I need to sort an array of n real numbers that was randomly generated in this way:
I have a given set of k closed intervals: [a1,b1],[a2,b2],...,[ak,bk] whose beginning and end are natural numbers. These intervals may overlap. Each i-th interval is assigned a number ci, specifying the probability of drawing it. After drawing a certain interval [ai,bi], we draw a number from the interval [ai,bi] according to a uniform distribution and place it in the array.
For example, I have a given array T = [6.1, 1.2, 1.5, 3.5, 4.5, 2.5, 3.9, 7.8], and an additional array with interval information in which there are triples (ai,bi,ci): P = [(1, 5, 0.75) , (4, 8, 0.25)]
The answer is obviously T = [1.2, 1. 5, 2.5, 3.5, 3.9, 4.5, 6.1, 7.8]
My question is, knowing how these numbers in the array were drawn, can we sort this array more efficiently? For example, in linear time? I was thinking that perhaps some modified version of bucket sort could be used here, but I have no idea what that would look like.
If I described something unclear, please tell me, my English is far from perfect.

▶ EXERCISE INSTRUCTIONS
(a) Rewrite the passage of the sorting question from "For example, I have" up to and including "far from perfect.", with "bucket sort" replaced by "radix sort".
(b) List every number in the array T as the sorting question first gives it, before sorting.

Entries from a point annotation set
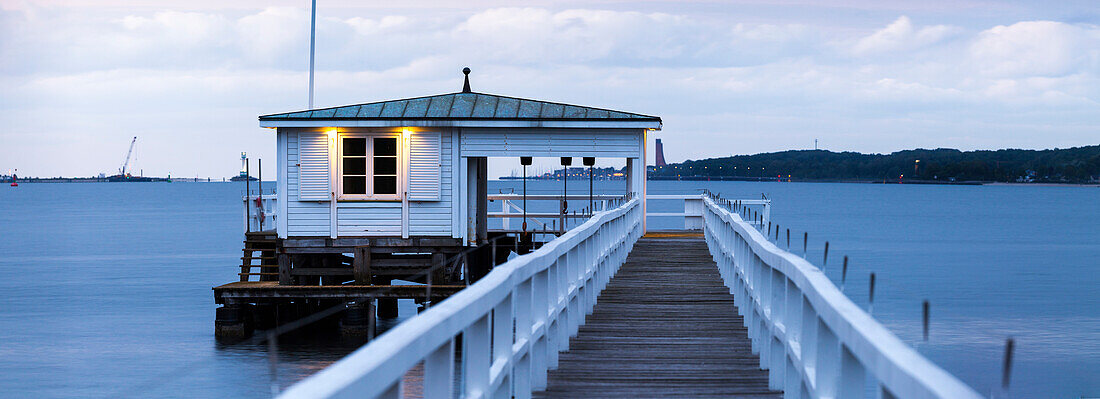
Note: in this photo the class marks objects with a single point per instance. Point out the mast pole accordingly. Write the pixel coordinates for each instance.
(312, 34)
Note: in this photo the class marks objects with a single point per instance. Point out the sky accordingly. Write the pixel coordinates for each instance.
(78, 79)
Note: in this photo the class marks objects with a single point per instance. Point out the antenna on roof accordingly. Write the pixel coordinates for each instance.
(312, 30)
(465, 86)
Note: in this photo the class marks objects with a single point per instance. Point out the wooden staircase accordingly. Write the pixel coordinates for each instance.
(260, 252)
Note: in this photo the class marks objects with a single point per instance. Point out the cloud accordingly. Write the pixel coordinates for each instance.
(715, 78)
(1037, 48)
(901, 35)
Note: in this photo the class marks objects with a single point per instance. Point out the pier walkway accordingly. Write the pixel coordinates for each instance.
(606, 310)
(655, 330)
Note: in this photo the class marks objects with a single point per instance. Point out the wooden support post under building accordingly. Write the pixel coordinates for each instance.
(387, 308)
(362, 265)
(284, 269)
(482, 185)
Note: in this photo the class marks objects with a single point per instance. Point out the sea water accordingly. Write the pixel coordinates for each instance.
(105, 288)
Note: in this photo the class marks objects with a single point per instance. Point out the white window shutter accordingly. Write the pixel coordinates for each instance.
(425, 164)
(314, 167)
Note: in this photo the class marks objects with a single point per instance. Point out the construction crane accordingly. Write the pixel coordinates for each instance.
(122, 170)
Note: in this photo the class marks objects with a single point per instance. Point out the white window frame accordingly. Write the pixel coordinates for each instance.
(370, 196)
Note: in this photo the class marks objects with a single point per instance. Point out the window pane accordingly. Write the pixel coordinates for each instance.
(354, 185)
(385, 146)
(385, 165)
(385, 185)
(354, 146)
(354, 166)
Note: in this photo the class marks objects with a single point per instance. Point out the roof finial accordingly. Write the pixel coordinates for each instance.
(465, 86)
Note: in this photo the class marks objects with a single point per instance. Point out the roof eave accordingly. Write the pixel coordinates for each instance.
(630, 123)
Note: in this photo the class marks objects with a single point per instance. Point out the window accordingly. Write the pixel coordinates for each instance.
(369, 167)
(385, 165)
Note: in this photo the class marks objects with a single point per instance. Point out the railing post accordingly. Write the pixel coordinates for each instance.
(439, 372)
(540, 300)
(477, 341)
(521, 375)
(502, 344)
(853, 376)
(828, 361)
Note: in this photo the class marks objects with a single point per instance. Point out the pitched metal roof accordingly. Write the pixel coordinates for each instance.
(463, 107)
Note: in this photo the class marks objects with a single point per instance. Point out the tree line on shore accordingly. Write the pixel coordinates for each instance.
(1058, 165)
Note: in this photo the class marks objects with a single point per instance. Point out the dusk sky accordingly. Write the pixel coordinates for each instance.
(79, 78)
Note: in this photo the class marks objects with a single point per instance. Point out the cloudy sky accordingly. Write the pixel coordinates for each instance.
(79, 78)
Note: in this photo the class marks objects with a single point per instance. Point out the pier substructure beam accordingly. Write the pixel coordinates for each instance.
(233, 321)
(360, 320)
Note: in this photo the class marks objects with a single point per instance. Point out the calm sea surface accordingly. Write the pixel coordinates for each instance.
(105, 288)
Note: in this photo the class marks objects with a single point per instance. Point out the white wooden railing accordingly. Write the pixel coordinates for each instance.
(813, 340)
(693, 209)
(514, 322)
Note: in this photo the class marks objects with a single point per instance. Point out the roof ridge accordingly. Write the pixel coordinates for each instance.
(476, 98)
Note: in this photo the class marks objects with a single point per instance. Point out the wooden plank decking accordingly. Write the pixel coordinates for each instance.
(664, 327)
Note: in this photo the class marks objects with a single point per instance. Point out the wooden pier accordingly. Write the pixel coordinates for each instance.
(656, 329)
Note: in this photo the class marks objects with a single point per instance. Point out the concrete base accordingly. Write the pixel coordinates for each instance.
(359, 320)
(233, 322)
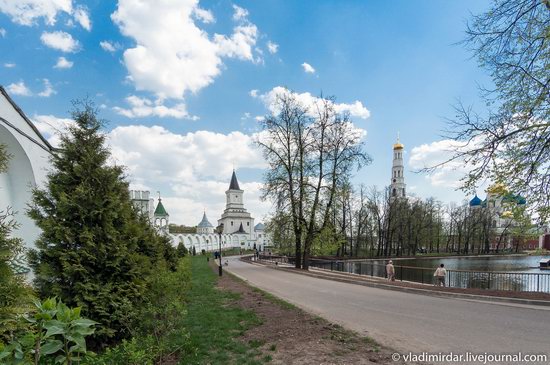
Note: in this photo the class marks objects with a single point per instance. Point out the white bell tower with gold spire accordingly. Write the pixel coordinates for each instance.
(398, 186)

▶ ANSWERS PROVIDED
(a)
For example, I have a given array T = [6.1, 1.2, 1.5, 3.5, 4.5, 2.5, 3.9, 7.8], and an additional array with interval information in which there are triples (ai,bi,ci): P = [(1, 5, 0.75) , (4, 8, 0.25)]
The answer is obviously T = [1.2, 1. 5, 2.5, 3.5, 3.9, 4.5, 6.1, 7.8]
My question is, knowing how these numbers in the array were drawn, can we sort this array more efficiently? For example, in linear time? I was thinking that perhaps some modified version of radix sort could be used here, but I have no idea what that would look like.
If I described something unclear, please tell me, my English is far from perfect.

(b) 6.1, 1.2, 1.5, 3.5, 4.5, 2.5, 3.9, 7.8